**Brief:**
Write out the lines from the line containing "of the trail" through the final line of the listing below, exactly, omitting every other line.

**Given data:**
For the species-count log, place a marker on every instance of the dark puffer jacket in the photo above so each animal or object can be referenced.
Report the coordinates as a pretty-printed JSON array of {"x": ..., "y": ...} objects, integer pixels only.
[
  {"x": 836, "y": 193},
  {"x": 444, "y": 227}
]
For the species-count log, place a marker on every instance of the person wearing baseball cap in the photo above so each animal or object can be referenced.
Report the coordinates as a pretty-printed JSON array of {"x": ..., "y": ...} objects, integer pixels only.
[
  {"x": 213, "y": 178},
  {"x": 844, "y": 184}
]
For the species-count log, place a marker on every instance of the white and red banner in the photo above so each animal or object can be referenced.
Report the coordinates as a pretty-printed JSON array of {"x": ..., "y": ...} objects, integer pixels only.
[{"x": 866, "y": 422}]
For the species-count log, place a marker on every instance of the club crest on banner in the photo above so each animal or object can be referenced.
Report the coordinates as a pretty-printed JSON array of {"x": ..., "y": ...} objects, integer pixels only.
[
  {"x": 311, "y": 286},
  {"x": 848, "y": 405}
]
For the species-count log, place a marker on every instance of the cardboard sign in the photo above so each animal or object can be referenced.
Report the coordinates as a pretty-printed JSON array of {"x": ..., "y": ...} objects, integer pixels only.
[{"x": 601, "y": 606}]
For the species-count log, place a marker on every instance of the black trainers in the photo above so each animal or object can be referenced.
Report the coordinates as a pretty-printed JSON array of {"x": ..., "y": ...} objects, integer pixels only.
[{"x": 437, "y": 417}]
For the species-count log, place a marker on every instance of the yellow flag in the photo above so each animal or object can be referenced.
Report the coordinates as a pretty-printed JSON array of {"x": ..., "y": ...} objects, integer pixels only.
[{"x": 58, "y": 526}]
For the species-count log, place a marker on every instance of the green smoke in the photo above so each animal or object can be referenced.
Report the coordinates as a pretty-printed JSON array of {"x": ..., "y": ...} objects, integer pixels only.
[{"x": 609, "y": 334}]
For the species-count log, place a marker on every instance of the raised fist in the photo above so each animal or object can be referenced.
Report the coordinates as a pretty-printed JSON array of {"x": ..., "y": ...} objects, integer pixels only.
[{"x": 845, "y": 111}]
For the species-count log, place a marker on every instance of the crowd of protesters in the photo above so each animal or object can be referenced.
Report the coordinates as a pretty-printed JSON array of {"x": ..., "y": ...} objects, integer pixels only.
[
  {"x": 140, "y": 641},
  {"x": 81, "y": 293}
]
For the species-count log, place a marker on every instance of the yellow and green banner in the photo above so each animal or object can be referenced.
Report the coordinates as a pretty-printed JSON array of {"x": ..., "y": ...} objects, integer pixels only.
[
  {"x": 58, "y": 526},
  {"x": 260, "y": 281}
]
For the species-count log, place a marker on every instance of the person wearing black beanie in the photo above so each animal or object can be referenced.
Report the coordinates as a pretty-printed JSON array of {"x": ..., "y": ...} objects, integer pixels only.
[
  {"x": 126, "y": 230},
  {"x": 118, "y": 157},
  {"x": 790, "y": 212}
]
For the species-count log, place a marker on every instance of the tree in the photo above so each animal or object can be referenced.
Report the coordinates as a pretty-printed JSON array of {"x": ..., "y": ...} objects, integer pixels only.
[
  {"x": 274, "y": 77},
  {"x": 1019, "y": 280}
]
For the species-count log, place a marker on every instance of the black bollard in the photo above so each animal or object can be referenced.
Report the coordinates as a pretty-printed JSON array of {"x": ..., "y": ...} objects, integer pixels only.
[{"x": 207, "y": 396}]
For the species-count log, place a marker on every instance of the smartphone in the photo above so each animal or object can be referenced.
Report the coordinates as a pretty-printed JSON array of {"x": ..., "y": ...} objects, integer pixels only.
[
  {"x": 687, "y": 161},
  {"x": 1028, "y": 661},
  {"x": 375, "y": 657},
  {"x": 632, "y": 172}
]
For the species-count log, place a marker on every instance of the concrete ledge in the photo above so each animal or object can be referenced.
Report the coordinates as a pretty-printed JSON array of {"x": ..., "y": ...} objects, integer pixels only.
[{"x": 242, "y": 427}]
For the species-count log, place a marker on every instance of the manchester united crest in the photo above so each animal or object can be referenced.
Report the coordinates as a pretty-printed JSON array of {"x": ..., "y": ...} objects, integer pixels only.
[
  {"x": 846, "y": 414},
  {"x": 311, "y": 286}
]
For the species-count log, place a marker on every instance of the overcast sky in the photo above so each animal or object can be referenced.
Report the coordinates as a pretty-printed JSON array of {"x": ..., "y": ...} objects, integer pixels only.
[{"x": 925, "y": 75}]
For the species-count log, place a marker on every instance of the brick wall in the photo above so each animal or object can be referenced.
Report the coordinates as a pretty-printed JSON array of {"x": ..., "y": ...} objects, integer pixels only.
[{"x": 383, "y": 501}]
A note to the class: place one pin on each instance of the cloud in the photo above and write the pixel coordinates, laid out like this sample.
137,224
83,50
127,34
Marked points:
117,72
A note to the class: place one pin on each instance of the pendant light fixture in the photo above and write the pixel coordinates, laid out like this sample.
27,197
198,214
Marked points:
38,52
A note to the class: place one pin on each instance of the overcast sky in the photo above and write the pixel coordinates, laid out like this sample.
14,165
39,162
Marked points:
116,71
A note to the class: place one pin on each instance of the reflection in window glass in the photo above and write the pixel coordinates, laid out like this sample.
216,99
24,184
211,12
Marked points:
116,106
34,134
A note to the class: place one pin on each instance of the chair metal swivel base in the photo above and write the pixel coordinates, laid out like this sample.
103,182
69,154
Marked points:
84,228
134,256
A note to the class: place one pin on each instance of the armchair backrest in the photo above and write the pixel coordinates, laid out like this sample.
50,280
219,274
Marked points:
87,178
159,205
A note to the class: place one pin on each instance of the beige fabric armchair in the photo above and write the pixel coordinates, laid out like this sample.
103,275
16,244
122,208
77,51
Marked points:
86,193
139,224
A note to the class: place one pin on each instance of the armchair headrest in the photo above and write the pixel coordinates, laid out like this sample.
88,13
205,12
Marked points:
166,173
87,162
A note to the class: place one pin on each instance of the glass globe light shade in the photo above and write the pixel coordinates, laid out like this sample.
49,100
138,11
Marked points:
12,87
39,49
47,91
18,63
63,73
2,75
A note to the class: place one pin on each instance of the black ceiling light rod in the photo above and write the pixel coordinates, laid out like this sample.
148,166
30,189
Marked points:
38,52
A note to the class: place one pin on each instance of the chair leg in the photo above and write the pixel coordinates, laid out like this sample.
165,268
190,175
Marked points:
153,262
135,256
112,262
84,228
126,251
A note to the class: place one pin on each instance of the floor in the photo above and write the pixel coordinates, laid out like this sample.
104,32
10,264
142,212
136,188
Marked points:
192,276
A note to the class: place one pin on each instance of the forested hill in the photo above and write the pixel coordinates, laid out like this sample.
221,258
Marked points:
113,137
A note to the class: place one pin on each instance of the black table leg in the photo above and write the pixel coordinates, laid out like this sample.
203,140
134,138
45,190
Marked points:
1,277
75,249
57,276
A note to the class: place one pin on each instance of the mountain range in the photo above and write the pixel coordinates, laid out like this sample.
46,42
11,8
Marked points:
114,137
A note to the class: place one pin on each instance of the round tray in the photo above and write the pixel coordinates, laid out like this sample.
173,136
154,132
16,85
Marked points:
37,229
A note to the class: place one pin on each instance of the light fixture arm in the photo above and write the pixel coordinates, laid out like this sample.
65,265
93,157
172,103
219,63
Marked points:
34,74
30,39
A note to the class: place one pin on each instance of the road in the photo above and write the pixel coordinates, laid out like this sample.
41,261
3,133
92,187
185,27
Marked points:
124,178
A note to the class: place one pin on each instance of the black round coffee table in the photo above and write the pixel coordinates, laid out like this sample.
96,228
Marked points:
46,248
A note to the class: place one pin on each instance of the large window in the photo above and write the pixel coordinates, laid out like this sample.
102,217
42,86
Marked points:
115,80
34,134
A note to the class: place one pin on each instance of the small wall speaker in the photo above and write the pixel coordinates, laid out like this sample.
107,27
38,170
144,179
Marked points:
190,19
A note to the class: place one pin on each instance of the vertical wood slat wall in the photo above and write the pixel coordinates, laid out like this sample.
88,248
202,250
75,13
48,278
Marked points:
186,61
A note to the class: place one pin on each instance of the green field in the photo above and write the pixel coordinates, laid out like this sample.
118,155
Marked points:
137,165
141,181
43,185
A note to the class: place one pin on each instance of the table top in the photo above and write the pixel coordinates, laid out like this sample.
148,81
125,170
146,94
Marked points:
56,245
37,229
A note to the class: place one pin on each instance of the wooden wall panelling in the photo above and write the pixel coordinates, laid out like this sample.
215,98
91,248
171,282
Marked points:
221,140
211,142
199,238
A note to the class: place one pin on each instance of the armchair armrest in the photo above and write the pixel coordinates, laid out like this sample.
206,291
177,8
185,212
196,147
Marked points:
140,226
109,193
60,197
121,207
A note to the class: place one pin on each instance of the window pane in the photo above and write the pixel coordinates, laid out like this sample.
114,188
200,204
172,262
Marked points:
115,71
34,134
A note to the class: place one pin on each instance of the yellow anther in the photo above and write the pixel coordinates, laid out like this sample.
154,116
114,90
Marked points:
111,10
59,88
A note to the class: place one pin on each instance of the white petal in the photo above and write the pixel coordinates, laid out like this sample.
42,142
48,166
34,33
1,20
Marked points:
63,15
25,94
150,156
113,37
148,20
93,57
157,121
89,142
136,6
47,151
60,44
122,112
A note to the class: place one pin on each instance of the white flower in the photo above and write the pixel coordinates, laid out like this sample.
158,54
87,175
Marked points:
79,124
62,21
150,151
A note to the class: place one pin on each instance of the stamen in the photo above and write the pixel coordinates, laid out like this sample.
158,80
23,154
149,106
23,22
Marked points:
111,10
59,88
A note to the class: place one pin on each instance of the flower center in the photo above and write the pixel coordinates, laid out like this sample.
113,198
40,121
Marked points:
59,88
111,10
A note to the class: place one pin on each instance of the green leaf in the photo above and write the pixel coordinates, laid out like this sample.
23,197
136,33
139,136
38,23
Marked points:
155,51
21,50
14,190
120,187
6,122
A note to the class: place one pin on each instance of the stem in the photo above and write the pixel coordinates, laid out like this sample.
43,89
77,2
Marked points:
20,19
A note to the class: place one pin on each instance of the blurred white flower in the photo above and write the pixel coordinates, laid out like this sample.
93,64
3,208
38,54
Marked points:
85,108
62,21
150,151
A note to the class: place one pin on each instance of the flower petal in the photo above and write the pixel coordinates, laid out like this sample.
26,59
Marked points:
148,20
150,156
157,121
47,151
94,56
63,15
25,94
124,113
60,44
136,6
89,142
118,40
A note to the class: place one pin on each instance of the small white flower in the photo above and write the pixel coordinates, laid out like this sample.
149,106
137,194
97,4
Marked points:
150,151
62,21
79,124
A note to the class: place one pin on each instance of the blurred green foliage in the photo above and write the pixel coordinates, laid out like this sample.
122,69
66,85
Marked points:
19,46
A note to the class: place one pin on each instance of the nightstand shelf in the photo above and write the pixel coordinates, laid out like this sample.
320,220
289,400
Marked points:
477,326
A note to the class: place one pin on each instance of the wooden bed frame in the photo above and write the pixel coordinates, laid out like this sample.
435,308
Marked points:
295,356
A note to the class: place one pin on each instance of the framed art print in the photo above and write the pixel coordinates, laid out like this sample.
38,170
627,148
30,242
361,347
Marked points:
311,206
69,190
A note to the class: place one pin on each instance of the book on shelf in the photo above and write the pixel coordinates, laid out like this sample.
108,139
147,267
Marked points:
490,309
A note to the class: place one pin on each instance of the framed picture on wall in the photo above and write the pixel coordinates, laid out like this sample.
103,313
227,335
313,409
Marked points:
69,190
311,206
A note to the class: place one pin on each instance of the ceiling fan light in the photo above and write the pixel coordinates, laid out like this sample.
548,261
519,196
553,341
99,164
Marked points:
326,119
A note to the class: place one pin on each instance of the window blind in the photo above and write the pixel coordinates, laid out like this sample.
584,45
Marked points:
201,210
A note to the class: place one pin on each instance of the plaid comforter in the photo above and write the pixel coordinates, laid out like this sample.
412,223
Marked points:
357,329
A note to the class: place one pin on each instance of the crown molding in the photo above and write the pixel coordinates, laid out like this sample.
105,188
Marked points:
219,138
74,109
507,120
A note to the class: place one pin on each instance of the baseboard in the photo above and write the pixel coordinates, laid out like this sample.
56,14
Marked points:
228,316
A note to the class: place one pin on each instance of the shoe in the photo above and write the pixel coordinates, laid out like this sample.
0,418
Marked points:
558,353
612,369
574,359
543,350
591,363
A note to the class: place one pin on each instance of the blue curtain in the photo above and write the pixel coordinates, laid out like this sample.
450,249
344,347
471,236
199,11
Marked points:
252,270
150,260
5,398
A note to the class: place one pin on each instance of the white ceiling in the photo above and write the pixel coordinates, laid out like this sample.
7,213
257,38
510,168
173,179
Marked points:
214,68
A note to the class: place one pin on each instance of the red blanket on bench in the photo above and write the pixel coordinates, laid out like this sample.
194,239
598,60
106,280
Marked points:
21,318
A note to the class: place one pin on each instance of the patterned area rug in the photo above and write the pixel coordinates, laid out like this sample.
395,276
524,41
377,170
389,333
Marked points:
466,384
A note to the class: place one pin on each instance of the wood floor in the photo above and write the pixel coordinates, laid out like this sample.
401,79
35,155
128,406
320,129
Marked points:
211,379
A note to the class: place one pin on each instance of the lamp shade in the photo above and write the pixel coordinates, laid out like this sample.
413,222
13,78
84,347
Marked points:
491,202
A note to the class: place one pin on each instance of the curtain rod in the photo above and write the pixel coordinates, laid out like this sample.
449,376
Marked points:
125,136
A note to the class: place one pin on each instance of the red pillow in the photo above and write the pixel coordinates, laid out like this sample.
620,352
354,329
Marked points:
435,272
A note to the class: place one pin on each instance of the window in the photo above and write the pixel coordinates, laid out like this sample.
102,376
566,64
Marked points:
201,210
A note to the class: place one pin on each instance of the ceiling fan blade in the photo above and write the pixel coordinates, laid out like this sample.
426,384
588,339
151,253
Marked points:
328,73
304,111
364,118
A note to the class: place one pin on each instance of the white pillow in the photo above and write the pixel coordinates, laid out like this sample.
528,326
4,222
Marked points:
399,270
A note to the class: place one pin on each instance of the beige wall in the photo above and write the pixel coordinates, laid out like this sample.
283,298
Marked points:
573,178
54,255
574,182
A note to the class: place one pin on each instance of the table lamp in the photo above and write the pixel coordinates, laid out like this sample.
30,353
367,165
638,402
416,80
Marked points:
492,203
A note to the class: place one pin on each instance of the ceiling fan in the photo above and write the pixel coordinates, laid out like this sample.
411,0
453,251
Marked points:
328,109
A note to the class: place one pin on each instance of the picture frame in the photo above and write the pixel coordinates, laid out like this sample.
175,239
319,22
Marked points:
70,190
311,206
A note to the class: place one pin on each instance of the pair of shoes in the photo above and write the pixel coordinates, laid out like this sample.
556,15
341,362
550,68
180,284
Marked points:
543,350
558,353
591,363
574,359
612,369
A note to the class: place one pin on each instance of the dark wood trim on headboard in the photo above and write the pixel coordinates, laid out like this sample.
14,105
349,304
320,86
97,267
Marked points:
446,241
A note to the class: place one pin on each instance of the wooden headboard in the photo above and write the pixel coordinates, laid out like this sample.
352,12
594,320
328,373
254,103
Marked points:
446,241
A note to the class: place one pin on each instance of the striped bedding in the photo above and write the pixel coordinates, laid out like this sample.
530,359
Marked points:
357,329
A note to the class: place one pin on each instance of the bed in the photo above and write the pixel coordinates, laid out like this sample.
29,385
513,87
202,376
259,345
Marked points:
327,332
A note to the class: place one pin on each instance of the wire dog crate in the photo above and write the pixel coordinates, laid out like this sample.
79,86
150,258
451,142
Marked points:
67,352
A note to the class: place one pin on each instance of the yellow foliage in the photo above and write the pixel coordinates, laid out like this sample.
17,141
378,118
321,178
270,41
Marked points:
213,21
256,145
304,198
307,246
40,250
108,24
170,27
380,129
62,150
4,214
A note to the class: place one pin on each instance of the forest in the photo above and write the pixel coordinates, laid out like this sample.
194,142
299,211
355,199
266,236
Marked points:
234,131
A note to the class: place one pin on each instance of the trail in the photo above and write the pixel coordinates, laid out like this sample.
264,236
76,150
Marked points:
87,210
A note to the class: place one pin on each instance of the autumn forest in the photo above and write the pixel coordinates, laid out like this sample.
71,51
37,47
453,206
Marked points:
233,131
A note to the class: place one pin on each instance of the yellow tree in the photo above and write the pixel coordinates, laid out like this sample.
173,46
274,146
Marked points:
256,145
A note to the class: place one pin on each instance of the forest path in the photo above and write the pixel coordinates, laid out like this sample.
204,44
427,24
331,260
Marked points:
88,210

**Answer to this task:**
A note to the class: place one pin on each instance of the trail in the photo above and write the pixel coordinates, laid out like this sample.
264,236
76,150
Marked points:
87,210
A note to the class: place one pin on each instance of the autumn forest in the photo above and write the pixel coordinates, laid out like this sample.
71,51
37,47
453,206
Marked points:
233,131
A note to the class: place one pin on each instance of the yellow tree in the photo above and write the pixel coordinates, laid out like this sample.
173,46
274,146
Marked points:
256,145
A note to the class: place one pin on each instance of the forest path in the photo above and write the pixel coordinates, laid out like this sample.
204,44
427,24
331,260
Marked points:
88,210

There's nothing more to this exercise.